## Selected excerpt:
Every single organ in the body uses magnesium, especially the kidneys, heart, and muscles.

Sometimes, you might not be aware of the fact that the eye twitches, muscle spasms, unexplained fatigue or weakness, or abnormal heart rhythms you experience are only symptoms of its deficiency in the body.

Apparently, only 1 percent of magnesium in the body is distributed in the blood, and most of it is stored in the bones and organs. Magnesium deficiency is also known as “invisible deficiency”, as numerous people are not even aware they are suffering from it.

It has been estimated that over 80 percent of Americans lack this mineral in their body. Another study found that only 25 percent of the population in the U.S. gets the recommended daily amount of 310 to 320 milligrams (mg) for women and 400 to 420 for men.

Moreover, Dr. Carolyn Dean, a medical and naturopathic doctor, claims that even if you get this amount, it is “just enough to ward off outright deficiency”.

Despite its role in the health of your bones and heart, magnesium can do a lot more! Apparently, research has found 3,751 magnesium-binding sites on human proteins, showing its vital role in overall health and diseases.

## Data extract:
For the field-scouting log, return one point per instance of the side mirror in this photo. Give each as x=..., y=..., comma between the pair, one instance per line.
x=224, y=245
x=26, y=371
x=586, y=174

## Task description:
Please copy out the magnesium passage above in full, word for word.

## Answer to the problem:
Every single organ in the body uses magnesium, especially the kidneys, heart, and muscles.

Sometimes, you might not be aware of the fact that the eye twitches, muscle spasms, unexplained fatigue or weakness, or abnormal heart rhythms you experience are only symptoms of its deficiency in the body.

Apparently, only 1 percent of magnesium in the body is distributed in the blood, and most of it is stored in the bones and organs. Magnesium deficiency is also known as “invisible deficiency”, as numerous people are not even aware they are suffering from it.

It has been estimated that over 80 percent of Americans lack this mineral in their body. Another study found that only 25 percent of the population in the U.S. gets the recommended daily amount of 310 to 320 milligrams (mg) for women and 400 to 420 for men.

Moreover, Dr. Carolyn Dean, a medical and naturopathic doctor, claims that even if you get this amount, it is “just enough to ward off outright deficiency”.

Despite its role in the health of your bones and heart, magnesium can do a lot more! Apparently, research has found 3,751 magnesium-binding sites on human proteins, showing its vital role in overall health and diseases.